__Available records__
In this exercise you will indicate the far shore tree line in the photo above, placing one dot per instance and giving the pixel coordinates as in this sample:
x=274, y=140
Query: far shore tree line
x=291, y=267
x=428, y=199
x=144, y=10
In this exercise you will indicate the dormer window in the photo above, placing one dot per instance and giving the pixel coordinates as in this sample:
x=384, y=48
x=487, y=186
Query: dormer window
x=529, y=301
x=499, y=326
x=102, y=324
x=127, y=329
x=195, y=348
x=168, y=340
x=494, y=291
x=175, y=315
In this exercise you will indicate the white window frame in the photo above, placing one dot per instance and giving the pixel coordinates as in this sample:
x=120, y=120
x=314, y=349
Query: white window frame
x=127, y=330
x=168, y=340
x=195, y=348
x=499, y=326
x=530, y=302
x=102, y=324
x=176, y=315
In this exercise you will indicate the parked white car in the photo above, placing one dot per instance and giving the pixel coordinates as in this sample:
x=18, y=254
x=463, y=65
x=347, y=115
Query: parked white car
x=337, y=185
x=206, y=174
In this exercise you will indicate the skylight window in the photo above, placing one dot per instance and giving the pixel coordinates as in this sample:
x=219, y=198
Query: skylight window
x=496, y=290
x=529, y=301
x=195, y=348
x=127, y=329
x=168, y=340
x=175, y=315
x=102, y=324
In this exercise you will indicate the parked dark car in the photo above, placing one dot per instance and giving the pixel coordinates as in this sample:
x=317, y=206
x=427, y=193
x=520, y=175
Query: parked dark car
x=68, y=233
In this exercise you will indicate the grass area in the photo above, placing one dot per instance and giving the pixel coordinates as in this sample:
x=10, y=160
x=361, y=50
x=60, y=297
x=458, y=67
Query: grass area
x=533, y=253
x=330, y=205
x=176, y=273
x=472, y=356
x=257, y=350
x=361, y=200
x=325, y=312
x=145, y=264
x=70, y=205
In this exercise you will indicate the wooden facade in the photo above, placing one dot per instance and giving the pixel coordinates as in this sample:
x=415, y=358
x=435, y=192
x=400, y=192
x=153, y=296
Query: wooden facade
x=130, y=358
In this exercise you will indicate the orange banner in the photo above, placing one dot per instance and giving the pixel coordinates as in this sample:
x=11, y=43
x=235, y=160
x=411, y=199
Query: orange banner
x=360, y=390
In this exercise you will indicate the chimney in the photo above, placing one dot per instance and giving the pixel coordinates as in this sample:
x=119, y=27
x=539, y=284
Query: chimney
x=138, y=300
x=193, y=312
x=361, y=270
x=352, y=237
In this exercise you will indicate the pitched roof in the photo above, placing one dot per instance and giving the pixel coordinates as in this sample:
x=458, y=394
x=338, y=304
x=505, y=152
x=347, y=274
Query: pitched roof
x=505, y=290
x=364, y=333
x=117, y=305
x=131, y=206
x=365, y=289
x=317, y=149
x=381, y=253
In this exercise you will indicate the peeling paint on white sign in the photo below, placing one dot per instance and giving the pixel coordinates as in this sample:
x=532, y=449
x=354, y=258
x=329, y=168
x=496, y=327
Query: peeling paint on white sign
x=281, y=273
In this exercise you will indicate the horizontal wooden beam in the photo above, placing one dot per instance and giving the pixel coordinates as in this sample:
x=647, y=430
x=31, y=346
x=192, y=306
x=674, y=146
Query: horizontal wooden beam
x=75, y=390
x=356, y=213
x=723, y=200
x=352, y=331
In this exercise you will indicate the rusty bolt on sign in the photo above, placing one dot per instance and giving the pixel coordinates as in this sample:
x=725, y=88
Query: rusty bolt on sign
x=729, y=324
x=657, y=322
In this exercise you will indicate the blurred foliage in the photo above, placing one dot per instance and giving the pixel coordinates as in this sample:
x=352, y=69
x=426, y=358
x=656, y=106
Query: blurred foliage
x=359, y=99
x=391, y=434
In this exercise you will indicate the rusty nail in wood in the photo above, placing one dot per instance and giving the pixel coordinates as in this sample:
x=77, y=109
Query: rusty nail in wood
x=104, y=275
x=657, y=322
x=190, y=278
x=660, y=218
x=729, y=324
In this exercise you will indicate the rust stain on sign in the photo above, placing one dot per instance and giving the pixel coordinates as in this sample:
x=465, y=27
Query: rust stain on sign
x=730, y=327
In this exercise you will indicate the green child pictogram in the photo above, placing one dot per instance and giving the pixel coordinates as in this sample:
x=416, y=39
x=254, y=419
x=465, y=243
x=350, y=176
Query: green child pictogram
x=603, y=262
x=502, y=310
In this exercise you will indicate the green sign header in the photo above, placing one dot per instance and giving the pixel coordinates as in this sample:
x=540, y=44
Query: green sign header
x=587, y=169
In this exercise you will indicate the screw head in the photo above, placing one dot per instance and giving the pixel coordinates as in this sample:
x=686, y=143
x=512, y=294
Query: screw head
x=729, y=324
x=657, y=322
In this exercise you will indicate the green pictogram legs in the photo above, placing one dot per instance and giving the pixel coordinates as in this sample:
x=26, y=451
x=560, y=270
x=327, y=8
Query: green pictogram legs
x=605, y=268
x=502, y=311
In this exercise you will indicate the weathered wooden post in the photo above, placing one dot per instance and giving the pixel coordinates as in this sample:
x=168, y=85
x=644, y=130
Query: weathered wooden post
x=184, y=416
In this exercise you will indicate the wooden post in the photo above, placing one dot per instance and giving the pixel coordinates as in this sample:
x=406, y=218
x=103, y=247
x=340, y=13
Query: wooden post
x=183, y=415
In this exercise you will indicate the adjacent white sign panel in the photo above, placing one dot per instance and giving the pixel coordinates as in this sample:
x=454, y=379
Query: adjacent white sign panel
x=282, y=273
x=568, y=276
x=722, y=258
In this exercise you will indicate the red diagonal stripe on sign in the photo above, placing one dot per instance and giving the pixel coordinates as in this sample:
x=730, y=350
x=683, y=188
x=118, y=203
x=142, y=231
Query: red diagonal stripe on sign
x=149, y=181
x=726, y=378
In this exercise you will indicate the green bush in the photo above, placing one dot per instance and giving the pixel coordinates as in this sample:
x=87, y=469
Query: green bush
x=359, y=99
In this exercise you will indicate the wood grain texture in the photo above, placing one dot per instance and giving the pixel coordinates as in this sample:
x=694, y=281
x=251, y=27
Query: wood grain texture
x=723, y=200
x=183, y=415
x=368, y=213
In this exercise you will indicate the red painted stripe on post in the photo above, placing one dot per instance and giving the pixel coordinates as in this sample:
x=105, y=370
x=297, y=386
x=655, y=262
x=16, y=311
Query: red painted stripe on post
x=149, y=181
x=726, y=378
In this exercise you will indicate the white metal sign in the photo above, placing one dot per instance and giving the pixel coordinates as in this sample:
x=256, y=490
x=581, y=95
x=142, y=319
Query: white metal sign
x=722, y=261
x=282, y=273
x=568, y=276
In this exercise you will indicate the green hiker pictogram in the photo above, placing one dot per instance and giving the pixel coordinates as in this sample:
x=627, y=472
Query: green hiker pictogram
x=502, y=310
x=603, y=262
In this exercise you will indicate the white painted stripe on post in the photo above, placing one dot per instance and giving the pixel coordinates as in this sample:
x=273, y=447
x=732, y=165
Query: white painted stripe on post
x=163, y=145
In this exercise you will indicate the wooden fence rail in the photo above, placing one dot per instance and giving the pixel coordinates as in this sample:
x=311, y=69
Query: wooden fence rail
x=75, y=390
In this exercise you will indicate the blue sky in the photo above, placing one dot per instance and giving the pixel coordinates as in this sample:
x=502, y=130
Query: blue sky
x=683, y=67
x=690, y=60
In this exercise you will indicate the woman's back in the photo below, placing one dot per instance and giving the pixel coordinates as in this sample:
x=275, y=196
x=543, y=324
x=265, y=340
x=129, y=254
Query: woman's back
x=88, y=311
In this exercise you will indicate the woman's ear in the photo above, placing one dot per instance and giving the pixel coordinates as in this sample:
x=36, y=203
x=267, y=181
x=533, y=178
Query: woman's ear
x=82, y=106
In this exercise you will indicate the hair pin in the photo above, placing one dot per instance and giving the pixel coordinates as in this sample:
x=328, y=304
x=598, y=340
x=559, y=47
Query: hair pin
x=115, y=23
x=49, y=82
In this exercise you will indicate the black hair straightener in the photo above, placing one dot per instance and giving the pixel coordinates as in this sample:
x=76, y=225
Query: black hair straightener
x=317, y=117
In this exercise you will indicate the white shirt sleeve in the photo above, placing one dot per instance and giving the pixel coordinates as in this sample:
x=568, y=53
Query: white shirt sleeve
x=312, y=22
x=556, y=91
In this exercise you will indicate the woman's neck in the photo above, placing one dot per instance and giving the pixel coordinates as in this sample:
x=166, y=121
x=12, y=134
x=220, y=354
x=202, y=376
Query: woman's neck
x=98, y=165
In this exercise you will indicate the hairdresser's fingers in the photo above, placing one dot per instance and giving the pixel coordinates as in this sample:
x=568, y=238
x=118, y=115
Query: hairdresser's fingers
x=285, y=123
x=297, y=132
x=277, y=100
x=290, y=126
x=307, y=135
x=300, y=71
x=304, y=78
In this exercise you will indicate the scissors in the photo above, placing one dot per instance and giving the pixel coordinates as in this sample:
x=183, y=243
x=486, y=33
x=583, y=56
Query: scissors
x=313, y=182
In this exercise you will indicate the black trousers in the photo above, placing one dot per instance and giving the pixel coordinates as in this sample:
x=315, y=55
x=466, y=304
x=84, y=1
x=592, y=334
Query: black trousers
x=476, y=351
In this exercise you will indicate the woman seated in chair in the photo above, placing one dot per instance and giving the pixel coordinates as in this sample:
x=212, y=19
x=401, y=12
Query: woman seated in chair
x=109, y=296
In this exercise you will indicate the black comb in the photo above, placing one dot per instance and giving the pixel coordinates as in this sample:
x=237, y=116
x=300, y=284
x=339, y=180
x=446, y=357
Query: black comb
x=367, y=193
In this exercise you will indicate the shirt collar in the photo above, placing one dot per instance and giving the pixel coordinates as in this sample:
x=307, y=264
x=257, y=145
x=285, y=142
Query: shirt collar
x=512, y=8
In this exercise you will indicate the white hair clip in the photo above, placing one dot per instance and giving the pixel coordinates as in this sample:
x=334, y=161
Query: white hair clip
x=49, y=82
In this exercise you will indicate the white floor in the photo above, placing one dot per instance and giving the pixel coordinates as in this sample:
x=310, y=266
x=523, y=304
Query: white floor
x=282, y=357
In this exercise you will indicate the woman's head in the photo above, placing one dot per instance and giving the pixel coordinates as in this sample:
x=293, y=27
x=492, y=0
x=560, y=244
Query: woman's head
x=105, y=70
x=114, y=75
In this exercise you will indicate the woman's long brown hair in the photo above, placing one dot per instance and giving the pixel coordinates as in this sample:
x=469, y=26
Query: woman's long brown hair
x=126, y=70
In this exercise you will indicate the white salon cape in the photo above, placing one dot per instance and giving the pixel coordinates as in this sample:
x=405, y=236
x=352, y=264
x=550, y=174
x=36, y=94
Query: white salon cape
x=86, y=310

__Goal of the exercise__
Rewrite the data from its first line through the line containing "x=144, y=10", replacing "tree line" with "treeline" and leaving everything else unchanged.

__Expected answer__
In this exercise you will indicate the far shore treeline in the photo above, placing one dot per instance and giving the pixel coordinates as in this sample:
x=274, y=140
Query: far shore treeline
x=291, y=267
x=428, y=199
x=144, y=10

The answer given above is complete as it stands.